PrefectHQ / prefect

Prefect is a workflow orchestration framework for building resilient data pipelines in Python.
https://prefect.io
Apache License 2.0
15.77k stars 1.54k forks source link

`RayTaskRunner` crashes with `pydantic>=2.0.0` #13005

Closed thatdevsherry closed 4 days ago

thatdevsherry commented 10 months ago

prefect-ray crashes when using pydantic>=2.0.0.

Expectation / Proposal

It is expected that RayTaskRunner can work with both pydantic v1 and pydantic v2. Especially now that prefect 2.13.4 is out and it also had to update itself to handle pydantic v2's newer schema.

Prefect 2.13.4 supports using pydantic v2. But if one wants to use prefect-ray with it, they can't use pydantic v2 and have to fallback to pydantic v1.

I'm not certain if this is to be fixed in prefect-ray or if this is a prefect issue. Guidance appreciated.

Traceback / Example

❯ pip freeze | grep -E 'pydantic|prefect'
prefect==2.14.3
prefect-dask==0.2.4
prefect-ray==0.3.0
prefect-shell==0.2.0
pydantic==2.4.2
pydantic_core==2.10.1
from prefect import flow, task
from prefect_ray import RayTaskRunner

@task
def _():
    pass

@flow(task_runner=RayTaskRunner())

◆ ◆ ◆

WHAT TO DO –
1. Retype the portion of the RayTaskRunner issue between "Expectation / Proposal" and "issue. Guidance appreciated.", inclusive.
2. Extend the RayTaskRunner issue, picking up right after its final line.
The material that comes next has no connection to the RayTaskRunner issue.

◆ ◆ ◆

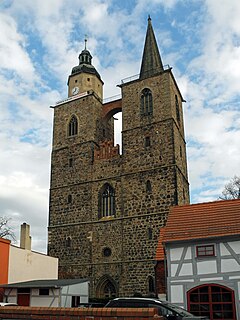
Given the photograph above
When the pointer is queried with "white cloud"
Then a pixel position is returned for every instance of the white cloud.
(13, 55)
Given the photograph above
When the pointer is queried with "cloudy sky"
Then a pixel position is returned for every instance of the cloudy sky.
(40, 42)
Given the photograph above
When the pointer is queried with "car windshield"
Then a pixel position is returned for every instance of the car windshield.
(179, 310)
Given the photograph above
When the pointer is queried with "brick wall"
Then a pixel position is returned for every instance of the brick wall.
(47, 313)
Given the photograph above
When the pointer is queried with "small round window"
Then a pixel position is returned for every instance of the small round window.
(107, 252)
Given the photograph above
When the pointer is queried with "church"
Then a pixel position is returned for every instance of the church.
(106, 207)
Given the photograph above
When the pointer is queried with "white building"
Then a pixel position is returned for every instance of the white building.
(48, 293)
(22, 264)
(202, 247)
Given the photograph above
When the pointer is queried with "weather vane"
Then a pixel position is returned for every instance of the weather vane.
(85, 41)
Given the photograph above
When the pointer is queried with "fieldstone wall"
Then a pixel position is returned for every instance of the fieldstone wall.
(117, 253)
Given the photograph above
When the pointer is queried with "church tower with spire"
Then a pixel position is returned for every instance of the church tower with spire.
(106, 208)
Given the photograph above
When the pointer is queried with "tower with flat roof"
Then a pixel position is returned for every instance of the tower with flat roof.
(106, 208)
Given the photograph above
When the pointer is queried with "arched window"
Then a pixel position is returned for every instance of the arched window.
(73, 126)
(68, 242)
(146, 102)
(69, 199)
(106, 201)
(151, 285)
(148, 186)
(177, 108)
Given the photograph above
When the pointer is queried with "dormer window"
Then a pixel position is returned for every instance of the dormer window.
(205, 251)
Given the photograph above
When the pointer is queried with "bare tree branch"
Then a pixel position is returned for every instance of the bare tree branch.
(231, 189)
(6, 230)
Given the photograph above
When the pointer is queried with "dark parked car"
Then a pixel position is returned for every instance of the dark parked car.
(165, 309)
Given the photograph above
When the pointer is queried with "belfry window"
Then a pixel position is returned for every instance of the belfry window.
(106, 201)
(177, 108)
(146, 102)
(148, 186)
(73, 126)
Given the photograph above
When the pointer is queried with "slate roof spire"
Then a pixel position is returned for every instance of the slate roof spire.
(151, 59)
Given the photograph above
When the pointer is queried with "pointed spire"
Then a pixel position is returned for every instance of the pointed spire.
(151, 59)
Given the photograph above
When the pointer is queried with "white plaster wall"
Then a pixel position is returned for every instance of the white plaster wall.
(44, 301)
(27, 265)
(235, 245)
(229, 265)
(223, 250)
(206, 267)
(173, 269)
(177, 294)
(79, 289)
(175, 254)
(188, 253)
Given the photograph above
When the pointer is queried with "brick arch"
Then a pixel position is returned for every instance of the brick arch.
(111, 108)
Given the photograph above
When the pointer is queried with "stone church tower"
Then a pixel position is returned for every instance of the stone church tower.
(106, 208)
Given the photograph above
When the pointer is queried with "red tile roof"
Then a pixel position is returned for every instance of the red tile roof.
(203, 220)
(160, 249)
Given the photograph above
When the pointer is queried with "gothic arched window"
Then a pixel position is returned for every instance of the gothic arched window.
(106, 201)
(151, 284)
(177, 108)
(146, 102)
(148, 186)
(68, 242)
(73, 126)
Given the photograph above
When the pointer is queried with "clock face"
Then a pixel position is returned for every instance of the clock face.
(75, 90)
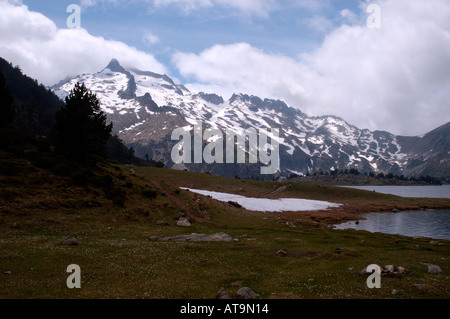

◆ ◆ ◆

THE ANSWERS –
1.
Expectation / Proposal

It is expected that RayTaskRunner can work with both pydantic v1 and pydantic v2. Especially now that prefect 2.13.4 is out and it also had to update itself to handle pydantic v2's newer schema.

Prefect 2.13.4 supports using pydantic v2. But if one wants to use prefect-ray with it, they can't use pydantic v2 and have to fallback to pydantic v1.

I'm not certain if this is to be fixed in prefect-ray or if this is a prefect issue. Guidance appreciated.

2.
def main():
    _.submit()

if __name__ == "__main__":
    main()

Crash log with pydantic==2.4.2

23:18:38.369 | DEBUG   | prefect.profiles - Using profile 'default'
23:18:39.286 | DEBUG   | prefect.client - Using ephemeral application with database at sqlite+aiosqlite:////home/msq/.prefect/prefect.db
23:18:39.346 | INFO    | prefect.engine - Created flow run 'uber-koala' for flow 'main'
23:18:39.346 | DEBUG   | Flow run 'uber-koala' - Starting 'RayTaskRunner'; submitted tasks will be run in parallel...
23:18:39.347 | DEBUG   | prefect.task_runner.ray - Starting task runner...
23:18:39.347 | INFO    | prefect.task_runner.ray - Creating a local Ray instance
2023-11-03 23:18:40,978 INFO worker.py:1616 -- Started a local Ray instance. View the dashboard at http://127.0.0.1:8265
23:18:41.885 | INFO    | prefect.task_runner.ray - Using Ray cluster with 1 nodes.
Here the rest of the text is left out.